┏━━

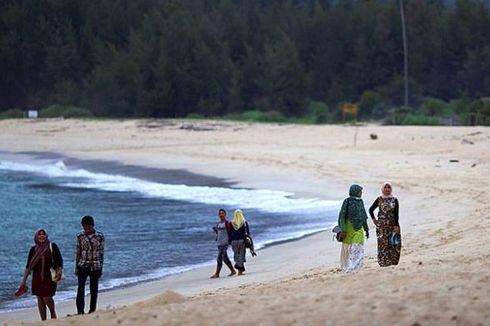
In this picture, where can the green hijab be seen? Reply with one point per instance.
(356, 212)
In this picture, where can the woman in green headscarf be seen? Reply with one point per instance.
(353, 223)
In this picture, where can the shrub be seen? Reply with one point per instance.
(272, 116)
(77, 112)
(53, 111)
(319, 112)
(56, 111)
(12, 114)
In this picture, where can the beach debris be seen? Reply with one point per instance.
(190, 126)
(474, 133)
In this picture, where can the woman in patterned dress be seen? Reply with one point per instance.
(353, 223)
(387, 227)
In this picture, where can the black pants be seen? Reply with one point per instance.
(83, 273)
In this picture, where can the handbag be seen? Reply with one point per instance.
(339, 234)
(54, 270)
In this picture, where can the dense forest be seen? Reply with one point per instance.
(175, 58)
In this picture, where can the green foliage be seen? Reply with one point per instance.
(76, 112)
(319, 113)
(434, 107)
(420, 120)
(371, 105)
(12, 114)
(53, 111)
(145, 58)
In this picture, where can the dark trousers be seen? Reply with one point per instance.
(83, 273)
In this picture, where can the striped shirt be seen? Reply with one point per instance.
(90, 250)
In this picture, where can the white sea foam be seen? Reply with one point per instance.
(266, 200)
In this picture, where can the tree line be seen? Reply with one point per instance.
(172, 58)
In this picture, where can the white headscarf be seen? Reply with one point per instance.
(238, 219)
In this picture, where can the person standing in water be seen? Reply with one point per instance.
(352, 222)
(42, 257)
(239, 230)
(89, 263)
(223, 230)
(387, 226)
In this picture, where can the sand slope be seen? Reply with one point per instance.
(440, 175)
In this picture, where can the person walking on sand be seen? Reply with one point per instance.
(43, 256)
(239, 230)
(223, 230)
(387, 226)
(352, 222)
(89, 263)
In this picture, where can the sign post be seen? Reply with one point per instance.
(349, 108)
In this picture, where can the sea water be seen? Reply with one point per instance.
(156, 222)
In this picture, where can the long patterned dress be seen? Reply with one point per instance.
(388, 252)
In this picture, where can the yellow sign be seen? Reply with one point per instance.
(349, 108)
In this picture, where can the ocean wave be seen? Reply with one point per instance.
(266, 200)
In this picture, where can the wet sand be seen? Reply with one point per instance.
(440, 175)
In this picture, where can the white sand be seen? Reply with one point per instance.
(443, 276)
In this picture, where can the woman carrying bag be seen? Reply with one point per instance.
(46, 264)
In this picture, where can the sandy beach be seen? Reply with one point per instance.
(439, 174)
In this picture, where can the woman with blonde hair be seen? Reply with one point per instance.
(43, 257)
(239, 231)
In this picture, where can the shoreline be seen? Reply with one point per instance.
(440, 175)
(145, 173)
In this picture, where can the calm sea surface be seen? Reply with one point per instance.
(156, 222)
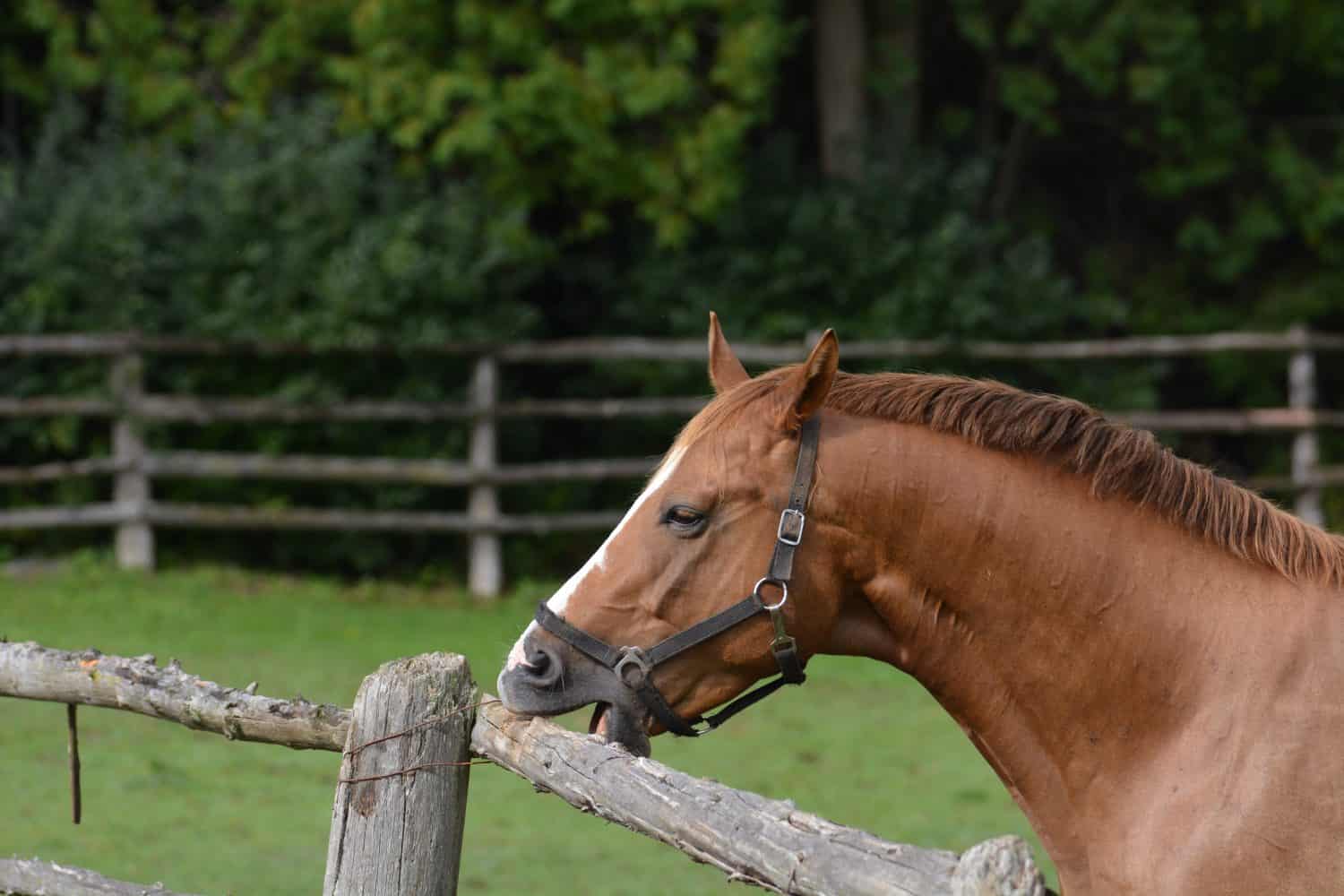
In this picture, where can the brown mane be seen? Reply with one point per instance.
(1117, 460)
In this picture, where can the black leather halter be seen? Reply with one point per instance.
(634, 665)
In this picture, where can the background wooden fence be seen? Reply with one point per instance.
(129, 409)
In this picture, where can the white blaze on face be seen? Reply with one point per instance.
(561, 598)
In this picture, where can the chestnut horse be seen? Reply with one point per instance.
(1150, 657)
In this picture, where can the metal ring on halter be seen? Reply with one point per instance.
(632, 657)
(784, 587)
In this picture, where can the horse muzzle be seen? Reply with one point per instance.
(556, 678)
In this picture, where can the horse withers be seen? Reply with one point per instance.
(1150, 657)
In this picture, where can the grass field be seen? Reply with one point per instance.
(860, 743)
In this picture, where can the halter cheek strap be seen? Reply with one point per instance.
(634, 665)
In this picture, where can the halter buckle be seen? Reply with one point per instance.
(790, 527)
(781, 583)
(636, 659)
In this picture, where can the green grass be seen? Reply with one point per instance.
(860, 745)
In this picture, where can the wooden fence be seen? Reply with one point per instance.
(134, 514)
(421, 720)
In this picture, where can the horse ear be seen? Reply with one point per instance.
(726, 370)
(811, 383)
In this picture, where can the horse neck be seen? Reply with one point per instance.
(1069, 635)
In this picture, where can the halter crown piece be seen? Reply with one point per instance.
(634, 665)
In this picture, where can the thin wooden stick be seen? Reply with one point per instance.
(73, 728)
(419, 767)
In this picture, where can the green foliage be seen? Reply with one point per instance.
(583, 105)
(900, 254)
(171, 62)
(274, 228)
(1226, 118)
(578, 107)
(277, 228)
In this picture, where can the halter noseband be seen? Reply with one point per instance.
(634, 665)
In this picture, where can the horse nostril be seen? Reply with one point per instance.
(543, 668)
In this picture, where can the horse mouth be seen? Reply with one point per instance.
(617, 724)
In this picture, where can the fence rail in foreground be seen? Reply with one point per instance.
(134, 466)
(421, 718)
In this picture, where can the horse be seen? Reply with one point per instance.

┗━━

## Required work:
Every entry above should be restated word for word, with the images left out.

## Your solution:
In this picture, where can the green hijab be seen? Reply with one point per instance.
(356, 212)
In this picture, where can the woman in green headscarf be seen? Reply with one point per instance.
(353, 223)
In this picture, where can the shrub be seen? Reply with one point per instance.
(272, 116)
(77, 112)
(53, 111)
(319, 112)
(56, 111)
(12, 114)
In this picture, where can the beach debris be seen? Reply with one point per instance.
(190, 126)
(474, 133)
In this picture, where can the woman in patterned dress be seen? Reply with one point per instance.
(353, 223)
(387, 227)
In this picture, where can the black pants be seen? Reply with one point per instance.
(83, 273)
In this picture, where can the handbag be seen? Reply with one point per instance.
(339, 234)
(54, 270)
In this picture, where can the dense forest be seen? Reply with one point per instance.
(175, 58)
In this picture, where can the green foliage be seen? Reply with one point per instance.
(76, 112)
(319, 113)
(434, 107)
(420, 120)
(371, 105)
(12, 114)
(53, 111)
(145, 58)
In this picture, where can the dark trousers be seen? Reply with one point per instance.
(83, 273)
In this picture, where can the striped shirt be seen? Reply with one point per instance.
(90, 250)
In this picture, where can the white sea foam be seen? Reply with one point per instance.
(266, 200)
In this picture, where can the tree line be seen? Reply with one point per instance.
(172, 58)
In this picture, where can the white headscarf be seen? Reply with one point per instance.
(238, 219)
In this picture, where can the person standing in water be seen? Reply with one point per instance.
(352, 222)
(42, 257)
(239, 230)
(89, 263)
(223, 230)
(387, 226)
In this picture, where can the sand slope be seen? Reply with one point per instance.
(440, 175)
In this picture, where can the person walking on sand be seen? Reply with one point per instance.
(43, 256)
(239, 230)
(223, 230)
(387, 226)
(352, 222)
(89, 263)
In this picture, where can the sign post be seen? Reply with one point per instance.
(349, 108)
In this picture, where can the sea water be seen? Reply with one point per instance.
(156, 222)
In this picture, where can the long patterned dress be seen? Reply with one point per instance.
(388, 252)
In this picture, where can the yellow sign be seen? Reply with one point per instance.
(349, 108)
In this picture, where can the ocean wave be seen? Reply with one point per instance.
(266, 200)
In this picture, where can the wet sand be seen? Reply with one point per instance.
(440, 175)
In this picture, where can the white sand be seen? Reply with one point per instance.
(443, 276)
In this picture, where can the woman carrying bag be seen? Reply with one point per instance.
(46, 264)
In this picture, where can the sandy beach be seen? Reply with one point per instance.
(439, 174)
In this picture, where can the woman with blonde hair be seen? Reply with one point per instance.
(43, 257)
(239, 231)
In this picture, where can the shoreline be seen? Reply with one point per instance.
(440, 175)
(145, 173)
In this picture, where can the calm sea surface be seen? Reply with one point per instance.
(156, 222)
In this picture, where can the brown mane be seen? Reply with one point per instance.
(1117, 460)
In this picture, where can the black leather halter be seen? Reply with one point per instance.
(634, 665)
In this picture, where can the background wooden fence be seen? Reply with one point per instance.
(129, 409)
In this picture, where can the white blaze on face be seen? Reply with one point per instance.
(561, 598)
In this picture, where can the chestnut horse be seen? Reply with one point per instance.
(1150, 657)
In this picture, where can the metal ring on halter be seen? Reply with one point per instance.
(632, 657)
(784, 587)
In this picture, where can the horse muzzle be seen? Reply with one point per instance.
(556, 678)
In this picture, where can the horse withers be seen? Reply with one point per instance.
(1150, 657)
In this picture, where can the grass field be seen? Reply with one point per instance.
(860, 743)
In this picture, where can the halter cheek strap be seen? Reply with one point per instance.
(634, 665)
In this picture, where can the halter buckle be seen? Reply with one point per instance.
(790, 527)
(781, 583)
(636, 659)
In this picture, where can the green grass be seen? Reply with one point per instance.
(860, 745)
In this picture, where can the wooden fence be seen? Reply with one point per instance.
(134, 514)
(421, 720)
In this picture, where can the horse ear be seen? Reply with one point per instance.
(726, 370)
(811, 383)
In this picture, where can the horse neck be seen? Reply with one point per instance.
(1069, 635)
In this picture, where can the halter crown piece be seen? Reply with one point per instance.
(634, 665)
In this picture, where can the thin wooden stick be seen? Reply with one point per instance.
(73, 728)
(419, 767)
In this picture, where can the green foliage be seen? Reply with one point per instance.
(583, 105)
(900, 254)
(171, 62)
(274, 228)
(1226, 118)
(578, 107)
(277, 228)
In this picture, where can the halter noseband be seen? Reply with one point per instance.
(634, 665)
In this picture, where can the horse nostril be seen? Reply with one point per instance.
(543, 668)
In this picture, where can the horse mouth be seen? Reply with one point per instance.
(617, 724)
In this picture, where can the fence rail in foreground be seen? Reply with one point per instance.
(134, 466)
(421, 718)
In this picture, where can the horse be seen? Reply with one point per instance.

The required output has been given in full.